# [Stored data entries]
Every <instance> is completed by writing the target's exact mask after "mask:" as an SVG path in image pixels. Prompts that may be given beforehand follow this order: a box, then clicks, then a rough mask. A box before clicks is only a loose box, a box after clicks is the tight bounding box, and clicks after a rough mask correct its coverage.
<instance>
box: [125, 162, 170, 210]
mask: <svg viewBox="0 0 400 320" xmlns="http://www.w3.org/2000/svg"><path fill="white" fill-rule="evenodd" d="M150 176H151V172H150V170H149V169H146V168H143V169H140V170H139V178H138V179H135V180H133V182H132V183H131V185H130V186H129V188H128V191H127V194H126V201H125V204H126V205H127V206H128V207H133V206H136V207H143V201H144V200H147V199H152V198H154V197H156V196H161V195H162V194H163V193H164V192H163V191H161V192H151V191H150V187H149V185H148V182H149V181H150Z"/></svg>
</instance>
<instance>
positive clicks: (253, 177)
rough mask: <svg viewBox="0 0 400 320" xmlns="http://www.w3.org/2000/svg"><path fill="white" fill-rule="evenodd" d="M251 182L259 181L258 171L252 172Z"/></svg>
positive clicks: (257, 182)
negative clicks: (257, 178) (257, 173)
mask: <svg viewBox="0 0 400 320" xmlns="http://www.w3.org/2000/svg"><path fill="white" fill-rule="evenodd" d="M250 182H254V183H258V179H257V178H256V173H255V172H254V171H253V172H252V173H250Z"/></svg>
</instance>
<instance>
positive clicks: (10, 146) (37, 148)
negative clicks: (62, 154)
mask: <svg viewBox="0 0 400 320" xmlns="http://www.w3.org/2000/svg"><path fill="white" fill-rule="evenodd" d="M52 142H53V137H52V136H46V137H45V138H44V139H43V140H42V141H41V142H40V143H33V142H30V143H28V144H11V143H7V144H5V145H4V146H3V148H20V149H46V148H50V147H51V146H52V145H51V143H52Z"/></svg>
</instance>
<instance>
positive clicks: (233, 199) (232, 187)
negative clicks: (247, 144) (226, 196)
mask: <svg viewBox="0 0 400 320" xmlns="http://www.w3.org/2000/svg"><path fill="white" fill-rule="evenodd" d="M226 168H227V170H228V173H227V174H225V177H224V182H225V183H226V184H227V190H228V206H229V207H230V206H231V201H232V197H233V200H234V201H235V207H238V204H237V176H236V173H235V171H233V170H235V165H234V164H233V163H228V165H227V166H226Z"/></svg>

# [Exercise prompt]
All of the data needs to be reproduced exactly, with no line missing.

# [Response]
Every <instance> is completed by writing the target's exact mask after "mask:" as an SVG path in image pixels. Prompts that may be given beforehand follow this order: a box, then clicks, then a rough mask. A box before clicks is only a loose box, a box after clicks is the tight bounding box, and clicks after a rough mask correct its coverage.
<instance>
box: [125, 162, 170, 210]
mask: <svg viewBox="0 0 400 320" xmlns="http://www.w3.org/2000/svg"><path fill="white" fill-rule="evenodd" d="M150 176H151V172H150V170H149V169H146V168H143V169H140V170H139V178H138V179H135V180H133V182H132V183H131V185H130V186H129V188H128V191H127V194H126V201H125V204H126V205H127V206H128V207H133V206H136V207H143V201H144V200H147V199H152V198H154V197H156V196H161V195H162V194H163V193H164V192H163V191H161V192H151V191H150V187H149V185H148V182H149V181H150Z"/></svg>
</instance>
<instance>
positive clicks: (253, 177)
rough mask: <svg viewBox="0 0 400 320" xmlns="http://www.w3.org/2000/svg"><path fill="white" fill-rule="evenodd" d="M251 182L259 181L258 171L252 172Z"/></svg>
positive clicks: (257, 182)
negative clicks: (257, 178) (257, 173)
mask: <svg viewBox="0 0 400 320" xmlns="http://www.w3.org/2000/svg"><path fill="white" fill-rule="evenodd" d="M250 182H254V183H258V179H257V178H256V173H255V172H254V171H253V172H252V173H250Z"/></svg>
</instance>
<instance>
positive clicks: (10, 146) (37, 148)
negative clicks: (62, 154)
mask: <svg viewBox="0 0 400 320" xmlns="http://www.w3.org/2000/svg"><path fill="white" fill-rule="evenodd" d="M52 142H53V137H52V136H46V137H45V138H44V139H43V140H42V141H41V142H40V143H33V142H30V143H28V144H11V143H7V144H5V145H4V146H3V148H20V149H46V148H50V147H51V146H52V145H51V143H52Z"/></svg>
</instance>
<instance>
positive clicks: (233, 199) (232, 187)
negative clicks: (247, 144) (226, 196)
mask: <svg viewBox="0 0 400 320" xmlns="http://www.w3.org/2000/svg"><path fill="white" fill-rule="evenodd" d="M226 168H227V170H228V173H227V174H225V177H224V182H225V183H226V184H227V190H228V206H229V207H230V206H231V201H232V197H233V200H234V201H235V207H238V204H237V176H236V173H235V171H233V170H235V165H234V164H233V163H228V165H227V166H226Z"/></svg>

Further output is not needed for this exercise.